### LISTED RECORDS
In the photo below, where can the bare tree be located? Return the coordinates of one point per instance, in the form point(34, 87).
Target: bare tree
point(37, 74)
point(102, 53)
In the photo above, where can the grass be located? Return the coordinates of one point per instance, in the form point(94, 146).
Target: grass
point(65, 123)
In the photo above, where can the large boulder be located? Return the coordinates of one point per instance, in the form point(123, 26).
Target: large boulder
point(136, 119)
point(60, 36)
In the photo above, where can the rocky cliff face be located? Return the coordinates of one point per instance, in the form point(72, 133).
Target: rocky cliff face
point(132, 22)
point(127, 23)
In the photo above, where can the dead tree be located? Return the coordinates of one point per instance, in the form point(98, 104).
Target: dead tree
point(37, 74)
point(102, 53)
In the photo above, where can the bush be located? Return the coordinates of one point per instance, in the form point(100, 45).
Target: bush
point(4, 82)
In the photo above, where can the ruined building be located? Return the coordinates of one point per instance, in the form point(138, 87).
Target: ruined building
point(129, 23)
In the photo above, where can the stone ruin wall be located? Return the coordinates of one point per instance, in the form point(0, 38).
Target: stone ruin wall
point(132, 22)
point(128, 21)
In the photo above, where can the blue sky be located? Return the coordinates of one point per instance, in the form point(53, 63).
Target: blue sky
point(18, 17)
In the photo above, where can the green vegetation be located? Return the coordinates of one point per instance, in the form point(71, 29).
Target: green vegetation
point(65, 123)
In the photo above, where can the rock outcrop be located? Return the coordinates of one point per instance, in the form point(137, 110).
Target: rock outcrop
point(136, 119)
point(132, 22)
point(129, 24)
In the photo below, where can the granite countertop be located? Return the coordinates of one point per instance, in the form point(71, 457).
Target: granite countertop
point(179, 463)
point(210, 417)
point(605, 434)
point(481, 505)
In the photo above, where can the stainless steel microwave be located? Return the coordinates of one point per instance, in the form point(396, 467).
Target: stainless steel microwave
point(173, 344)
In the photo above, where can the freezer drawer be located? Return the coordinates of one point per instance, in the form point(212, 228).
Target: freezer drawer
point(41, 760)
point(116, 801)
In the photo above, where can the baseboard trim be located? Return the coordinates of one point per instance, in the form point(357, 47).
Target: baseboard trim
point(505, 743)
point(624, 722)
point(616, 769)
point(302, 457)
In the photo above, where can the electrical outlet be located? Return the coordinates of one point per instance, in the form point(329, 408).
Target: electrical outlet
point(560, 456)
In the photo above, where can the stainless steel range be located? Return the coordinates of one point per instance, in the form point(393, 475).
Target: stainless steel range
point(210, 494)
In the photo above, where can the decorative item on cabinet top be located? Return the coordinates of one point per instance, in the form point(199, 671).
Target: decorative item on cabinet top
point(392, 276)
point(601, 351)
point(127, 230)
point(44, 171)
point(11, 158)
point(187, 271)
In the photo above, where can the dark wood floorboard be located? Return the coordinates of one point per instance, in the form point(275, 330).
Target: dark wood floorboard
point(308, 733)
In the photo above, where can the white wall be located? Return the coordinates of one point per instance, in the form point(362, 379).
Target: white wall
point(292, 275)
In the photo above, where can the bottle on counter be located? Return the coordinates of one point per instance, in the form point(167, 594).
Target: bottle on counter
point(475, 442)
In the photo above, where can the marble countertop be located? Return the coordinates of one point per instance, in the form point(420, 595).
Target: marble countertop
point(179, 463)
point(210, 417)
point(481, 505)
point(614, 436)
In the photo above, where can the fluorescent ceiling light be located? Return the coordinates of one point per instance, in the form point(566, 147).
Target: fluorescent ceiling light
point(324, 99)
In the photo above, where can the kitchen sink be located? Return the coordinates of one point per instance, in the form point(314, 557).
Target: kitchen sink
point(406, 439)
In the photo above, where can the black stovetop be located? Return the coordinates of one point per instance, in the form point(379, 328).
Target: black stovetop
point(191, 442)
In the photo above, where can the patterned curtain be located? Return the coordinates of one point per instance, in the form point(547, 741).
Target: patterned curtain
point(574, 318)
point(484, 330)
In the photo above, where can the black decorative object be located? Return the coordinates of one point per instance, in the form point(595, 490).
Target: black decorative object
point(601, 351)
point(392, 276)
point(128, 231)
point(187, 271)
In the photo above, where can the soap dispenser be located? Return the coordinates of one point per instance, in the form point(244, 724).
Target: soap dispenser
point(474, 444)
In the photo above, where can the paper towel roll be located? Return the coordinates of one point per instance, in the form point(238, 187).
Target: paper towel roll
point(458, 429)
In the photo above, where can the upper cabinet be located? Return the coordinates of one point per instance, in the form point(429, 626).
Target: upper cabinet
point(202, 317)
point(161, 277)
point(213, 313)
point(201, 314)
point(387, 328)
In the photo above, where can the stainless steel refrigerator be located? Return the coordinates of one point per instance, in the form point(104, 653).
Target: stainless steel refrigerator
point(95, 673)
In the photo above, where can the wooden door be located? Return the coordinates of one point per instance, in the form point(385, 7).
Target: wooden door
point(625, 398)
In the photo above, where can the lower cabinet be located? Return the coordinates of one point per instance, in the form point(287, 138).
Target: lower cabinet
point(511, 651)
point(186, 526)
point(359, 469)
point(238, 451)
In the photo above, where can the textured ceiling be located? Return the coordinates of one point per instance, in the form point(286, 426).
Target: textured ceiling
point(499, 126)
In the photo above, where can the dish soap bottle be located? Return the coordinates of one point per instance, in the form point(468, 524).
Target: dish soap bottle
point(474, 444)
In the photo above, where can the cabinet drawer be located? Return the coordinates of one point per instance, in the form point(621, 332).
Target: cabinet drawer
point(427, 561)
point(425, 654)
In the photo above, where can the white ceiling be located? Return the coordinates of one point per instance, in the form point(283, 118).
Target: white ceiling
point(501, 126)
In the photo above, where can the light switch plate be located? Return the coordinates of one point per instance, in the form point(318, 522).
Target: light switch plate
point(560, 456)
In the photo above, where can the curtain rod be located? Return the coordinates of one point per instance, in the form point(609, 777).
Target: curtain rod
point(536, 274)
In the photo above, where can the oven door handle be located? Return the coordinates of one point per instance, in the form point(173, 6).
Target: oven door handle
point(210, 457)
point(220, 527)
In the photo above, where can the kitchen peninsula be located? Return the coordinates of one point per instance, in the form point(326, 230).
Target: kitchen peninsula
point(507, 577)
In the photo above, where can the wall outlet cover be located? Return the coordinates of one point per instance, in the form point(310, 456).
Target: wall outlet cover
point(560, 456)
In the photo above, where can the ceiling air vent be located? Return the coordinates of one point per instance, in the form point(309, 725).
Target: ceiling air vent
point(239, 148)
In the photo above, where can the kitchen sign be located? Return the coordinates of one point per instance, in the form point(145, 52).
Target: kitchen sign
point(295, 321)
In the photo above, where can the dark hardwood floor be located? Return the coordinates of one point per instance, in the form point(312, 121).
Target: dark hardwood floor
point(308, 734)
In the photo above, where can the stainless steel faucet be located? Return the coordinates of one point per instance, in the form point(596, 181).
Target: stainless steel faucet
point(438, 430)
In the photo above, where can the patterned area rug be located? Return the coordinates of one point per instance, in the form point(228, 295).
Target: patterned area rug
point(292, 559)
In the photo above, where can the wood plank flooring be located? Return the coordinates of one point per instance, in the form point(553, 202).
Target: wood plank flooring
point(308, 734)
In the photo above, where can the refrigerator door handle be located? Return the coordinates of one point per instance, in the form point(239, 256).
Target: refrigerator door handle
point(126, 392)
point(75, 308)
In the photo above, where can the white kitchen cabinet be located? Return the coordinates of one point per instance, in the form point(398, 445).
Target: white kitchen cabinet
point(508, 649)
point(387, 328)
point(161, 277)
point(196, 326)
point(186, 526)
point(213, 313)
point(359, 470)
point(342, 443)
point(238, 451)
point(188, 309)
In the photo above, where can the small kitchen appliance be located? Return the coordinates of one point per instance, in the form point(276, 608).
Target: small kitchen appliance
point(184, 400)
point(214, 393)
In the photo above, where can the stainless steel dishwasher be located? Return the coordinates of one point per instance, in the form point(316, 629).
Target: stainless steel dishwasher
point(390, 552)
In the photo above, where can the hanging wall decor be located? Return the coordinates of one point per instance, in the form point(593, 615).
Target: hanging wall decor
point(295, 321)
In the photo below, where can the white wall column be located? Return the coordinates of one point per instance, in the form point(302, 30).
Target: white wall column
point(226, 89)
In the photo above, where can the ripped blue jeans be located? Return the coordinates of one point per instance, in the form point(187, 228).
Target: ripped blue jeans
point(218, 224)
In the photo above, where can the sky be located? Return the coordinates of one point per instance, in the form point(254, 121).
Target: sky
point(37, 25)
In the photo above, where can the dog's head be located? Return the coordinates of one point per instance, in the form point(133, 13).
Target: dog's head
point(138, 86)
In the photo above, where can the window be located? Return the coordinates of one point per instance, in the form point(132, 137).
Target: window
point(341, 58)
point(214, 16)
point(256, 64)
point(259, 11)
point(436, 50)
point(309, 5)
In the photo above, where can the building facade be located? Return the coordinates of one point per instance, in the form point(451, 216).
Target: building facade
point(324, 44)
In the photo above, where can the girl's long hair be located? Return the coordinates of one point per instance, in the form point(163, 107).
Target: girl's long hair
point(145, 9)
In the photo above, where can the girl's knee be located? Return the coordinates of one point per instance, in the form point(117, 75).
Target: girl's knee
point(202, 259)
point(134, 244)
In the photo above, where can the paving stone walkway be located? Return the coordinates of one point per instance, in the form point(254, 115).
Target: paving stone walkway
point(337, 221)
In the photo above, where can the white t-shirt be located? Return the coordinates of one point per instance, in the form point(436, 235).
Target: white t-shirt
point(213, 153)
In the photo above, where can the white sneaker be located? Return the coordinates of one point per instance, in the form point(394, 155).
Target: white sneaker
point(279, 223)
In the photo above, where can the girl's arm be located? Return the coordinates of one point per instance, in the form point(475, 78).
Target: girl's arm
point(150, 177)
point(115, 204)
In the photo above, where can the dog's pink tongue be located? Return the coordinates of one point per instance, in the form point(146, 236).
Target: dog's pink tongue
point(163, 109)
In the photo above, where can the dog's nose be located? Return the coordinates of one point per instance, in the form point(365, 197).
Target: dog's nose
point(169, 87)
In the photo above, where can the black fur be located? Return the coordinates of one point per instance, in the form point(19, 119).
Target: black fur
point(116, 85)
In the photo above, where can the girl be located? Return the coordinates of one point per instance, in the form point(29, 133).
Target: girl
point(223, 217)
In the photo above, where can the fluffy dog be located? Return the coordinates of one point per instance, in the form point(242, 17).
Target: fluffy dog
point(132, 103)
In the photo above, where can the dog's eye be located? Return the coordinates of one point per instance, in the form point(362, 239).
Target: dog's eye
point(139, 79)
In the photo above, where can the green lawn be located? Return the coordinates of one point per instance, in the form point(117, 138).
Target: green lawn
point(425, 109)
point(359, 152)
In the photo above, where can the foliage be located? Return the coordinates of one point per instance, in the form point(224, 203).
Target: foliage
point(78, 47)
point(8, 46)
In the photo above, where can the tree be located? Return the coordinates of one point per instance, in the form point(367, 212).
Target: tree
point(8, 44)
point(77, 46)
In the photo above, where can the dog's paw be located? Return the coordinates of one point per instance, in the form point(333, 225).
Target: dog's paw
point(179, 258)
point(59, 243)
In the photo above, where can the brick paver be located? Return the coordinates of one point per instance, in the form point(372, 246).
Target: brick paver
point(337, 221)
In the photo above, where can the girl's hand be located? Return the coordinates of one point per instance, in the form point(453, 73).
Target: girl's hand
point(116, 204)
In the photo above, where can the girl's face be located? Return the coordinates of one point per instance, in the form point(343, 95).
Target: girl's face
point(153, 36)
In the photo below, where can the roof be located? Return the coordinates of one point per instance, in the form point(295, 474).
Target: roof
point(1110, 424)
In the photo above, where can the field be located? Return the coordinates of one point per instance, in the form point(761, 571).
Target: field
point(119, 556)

### YOUR INSTRUCTIONS
Reproduce verbatim the stretch of the items from the line containing "In the photo above, where can the decorative" through the line containing "point(475, 442)", including both of those lines.

### TASK RESULT
In the photo above, where can the decorative item on cabinet top be located? Return the coordinates of one point per instance, in the form point(199, 671).
Target: decorative item on cabinet top
point(392, 276)
point(601, 351)
point(127, 230)
point(44, 171)
point(11, 158)
point(187, 271)
In the photo above, where can the dark wood floorboard be located? Return the coordinates of one point per instance, in the form point(275, 330).
Target: dark wood floorboard
point(308, 733)
In the photo above, where can the white wall be located? Return the coordinates of one point per instance, in the form point(362, 379).
Target: white wall
point(292, 275)
In the photo above, where can the bottle on counter be located? Return the coordinates of one point per instance, in the form point(167, 594).
Target: bottle on counter
point(475, 442)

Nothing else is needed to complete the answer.